### Your task
Write out the data below exactly as it appears, from its first line through the line holding "[[153, 191]]", with both of those lines included.

### Input
◇ ◇ ◇ ◇ ◇ ◇ ◇
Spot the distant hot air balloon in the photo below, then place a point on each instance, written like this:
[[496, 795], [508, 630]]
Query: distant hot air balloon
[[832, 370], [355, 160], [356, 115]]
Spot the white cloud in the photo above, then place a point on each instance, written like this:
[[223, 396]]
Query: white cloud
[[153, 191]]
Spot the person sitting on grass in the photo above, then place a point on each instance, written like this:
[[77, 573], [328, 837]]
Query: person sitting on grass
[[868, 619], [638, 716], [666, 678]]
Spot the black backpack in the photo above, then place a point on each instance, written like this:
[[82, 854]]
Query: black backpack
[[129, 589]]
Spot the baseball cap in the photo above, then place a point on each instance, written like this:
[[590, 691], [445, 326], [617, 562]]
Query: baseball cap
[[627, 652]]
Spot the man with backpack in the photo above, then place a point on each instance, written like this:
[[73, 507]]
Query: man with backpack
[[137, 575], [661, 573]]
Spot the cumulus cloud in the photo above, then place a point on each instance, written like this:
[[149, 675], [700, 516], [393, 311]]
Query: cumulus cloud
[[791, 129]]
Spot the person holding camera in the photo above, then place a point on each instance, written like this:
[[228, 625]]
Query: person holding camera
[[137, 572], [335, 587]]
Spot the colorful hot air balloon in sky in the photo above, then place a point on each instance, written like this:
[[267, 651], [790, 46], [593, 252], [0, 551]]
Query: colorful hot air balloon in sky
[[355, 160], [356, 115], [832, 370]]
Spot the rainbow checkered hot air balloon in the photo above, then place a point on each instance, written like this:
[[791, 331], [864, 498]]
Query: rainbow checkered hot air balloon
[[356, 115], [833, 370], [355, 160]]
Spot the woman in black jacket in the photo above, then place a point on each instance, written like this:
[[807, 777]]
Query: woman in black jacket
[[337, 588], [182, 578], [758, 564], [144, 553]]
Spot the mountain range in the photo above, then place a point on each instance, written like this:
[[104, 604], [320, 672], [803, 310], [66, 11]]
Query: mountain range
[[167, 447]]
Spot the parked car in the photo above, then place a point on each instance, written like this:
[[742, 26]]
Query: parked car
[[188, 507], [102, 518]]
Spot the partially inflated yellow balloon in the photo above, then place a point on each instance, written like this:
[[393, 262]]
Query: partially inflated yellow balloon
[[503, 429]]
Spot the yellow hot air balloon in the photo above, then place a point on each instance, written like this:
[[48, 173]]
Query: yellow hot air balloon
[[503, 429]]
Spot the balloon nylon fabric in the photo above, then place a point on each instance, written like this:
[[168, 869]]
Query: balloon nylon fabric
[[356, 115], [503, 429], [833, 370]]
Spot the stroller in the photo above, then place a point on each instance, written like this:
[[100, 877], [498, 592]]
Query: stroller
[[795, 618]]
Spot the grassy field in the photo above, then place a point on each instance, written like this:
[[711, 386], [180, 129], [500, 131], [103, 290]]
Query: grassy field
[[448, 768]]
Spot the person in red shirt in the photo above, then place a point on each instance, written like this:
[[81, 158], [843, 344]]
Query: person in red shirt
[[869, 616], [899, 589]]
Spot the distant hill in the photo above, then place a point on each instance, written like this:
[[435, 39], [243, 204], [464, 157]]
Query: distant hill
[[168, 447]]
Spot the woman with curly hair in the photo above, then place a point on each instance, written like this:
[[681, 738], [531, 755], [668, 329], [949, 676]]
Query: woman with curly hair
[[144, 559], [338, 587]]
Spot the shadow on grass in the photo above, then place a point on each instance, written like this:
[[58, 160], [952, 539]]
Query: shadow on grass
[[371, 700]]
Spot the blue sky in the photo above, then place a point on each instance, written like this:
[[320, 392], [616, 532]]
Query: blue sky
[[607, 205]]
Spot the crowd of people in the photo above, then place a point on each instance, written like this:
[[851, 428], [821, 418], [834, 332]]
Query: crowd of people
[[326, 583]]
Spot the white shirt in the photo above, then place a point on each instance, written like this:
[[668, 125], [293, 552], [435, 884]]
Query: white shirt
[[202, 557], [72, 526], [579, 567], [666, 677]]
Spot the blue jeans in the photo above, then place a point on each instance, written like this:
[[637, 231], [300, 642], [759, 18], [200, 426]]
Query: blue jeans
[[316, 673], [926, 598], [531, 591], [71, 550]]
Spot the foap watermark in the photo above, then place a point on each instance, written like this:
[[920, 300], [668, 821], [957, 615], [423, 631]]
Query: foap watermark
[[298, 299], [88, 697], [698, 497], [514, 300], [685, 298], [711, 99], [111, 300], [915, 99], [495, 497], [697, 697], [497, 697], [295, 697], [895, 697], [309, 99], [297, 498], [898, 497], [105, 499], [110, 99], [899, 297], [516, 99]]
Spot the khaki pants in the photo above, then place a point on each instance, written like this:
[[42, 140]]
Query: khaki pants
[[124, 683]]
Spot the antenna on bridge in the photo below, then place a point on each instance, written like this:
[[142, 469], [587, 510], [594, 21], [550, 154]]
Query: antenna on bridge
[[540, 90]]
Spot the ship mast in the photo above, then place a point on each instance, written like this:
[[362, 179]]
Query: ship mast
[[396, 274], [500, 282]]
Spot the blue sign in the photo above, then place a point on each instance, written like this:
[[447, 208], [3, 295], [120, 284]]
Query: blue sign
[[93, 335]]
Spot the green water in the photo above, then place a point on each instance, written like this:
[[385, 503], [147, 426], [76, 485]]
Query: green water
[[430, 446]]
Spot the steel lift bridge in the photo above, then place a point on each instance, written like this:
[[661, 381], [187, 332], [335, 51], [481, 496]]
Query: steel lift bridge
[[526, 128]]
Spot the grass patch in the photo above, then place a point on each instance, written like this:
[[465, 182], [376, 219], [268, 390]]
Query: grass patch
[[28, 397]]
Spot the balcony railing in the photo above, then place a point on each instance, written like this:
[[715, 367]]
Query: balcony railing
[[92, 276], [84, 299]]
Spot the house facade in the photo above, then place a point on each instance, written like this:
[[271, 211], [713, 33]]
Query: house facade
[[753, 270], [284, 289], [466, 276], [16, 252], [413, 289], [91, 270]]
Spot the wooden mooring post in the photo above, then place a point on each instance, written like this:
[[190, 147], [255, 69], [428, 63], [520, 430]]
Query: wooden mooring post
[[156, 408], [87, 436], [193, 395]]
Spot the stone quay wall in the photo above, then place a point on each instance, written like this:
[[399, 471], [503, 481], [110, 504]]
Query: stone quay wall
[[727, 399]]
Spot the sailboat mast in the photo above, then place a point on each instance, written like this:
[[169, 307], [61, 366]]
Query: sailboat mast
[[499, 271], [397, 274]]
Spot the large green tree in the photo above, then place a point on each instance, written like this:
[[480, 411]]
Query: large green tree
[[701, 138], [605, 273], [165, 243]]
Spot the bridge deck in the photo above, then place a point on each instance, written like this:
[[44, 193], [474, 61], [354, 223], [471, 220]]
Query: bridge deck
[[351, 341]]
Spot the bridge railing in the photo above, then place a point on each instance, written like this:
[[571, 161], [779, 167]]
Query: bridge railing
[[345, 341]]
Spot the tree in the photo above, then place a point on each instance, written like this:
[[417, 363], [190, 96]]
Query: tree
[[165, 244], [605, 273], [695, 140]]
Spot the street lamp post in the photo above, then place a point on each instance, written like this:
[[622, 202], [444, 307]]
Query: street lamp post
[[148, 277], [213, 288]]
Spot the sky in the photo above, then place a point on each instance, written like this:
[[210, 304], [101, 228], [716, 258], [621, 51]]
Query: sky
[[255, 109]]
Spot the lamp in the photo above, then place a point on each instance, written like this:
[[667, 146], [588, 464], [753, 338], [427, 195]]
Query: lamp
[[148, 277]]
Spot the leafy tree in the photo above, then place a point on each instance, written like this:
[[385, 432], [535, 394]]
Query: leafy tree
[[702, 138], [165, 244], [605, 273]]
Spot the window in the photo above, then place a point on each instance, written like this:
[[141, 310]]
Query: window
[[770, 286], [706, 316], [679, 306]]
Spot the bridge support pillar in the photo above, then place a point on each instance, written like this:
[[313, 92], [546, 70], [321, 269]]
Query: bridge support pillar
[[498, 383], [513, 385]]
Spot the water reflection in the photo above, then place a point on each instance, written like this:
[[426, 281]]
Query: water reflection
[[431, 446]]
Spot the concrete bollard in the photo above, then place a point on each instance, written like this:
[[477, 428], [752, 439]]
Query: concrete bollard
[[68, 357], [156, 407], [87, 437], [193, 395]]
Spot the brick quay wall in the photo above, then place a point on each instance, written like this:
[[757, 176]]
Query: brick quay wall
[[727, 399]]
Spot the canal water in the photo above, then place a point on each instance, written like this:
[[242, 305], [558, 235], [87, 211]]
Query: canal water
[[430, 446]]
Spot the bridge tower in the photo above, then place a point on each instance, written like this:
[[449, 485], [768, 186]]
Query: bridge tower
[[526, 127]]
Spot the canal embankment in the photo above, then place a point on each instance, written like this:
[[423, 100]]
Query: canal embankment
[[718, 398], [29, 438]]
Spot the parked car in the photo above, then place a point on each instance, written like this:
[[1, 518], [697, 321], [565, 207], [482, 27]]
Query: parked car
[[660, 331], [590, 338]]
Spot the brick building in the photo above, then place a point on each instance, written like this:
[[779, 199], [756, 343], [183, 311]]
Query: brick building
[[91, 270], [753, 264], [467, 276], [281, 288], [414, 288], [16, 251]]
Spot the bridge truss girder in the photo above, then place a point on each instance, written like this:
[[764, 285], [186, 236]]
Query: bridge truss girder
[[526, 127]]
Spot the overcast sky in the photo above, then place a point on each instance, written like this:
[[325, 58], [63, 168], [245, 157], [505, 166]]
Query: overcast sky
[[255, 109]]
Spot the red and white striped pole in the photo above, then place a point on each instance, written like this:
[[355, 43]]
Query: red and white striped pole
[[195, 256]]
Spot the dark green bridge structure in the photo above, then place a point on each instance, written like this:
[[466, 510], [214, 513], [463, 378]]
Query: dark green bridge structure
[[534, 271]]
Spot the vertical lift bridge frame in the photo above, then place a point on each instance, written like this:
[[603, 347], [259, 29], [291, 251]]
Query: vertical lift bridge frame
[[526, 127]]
◇ ◇ ◇ ◇ ◇ ◇ ◇
### Task answer
Spot the distant hot air balloon in the photo below, then place a point on each instance, written like this:
[[496, 795], [508, 630]]
Query: distant hot air balloon
[[832, 370], [355, 160], [356, 115]]
Spot the white cloud in the photo above, then place a point on each instance, written like this:
[[223, 396]]
Query: white cloud
[[153, 191]]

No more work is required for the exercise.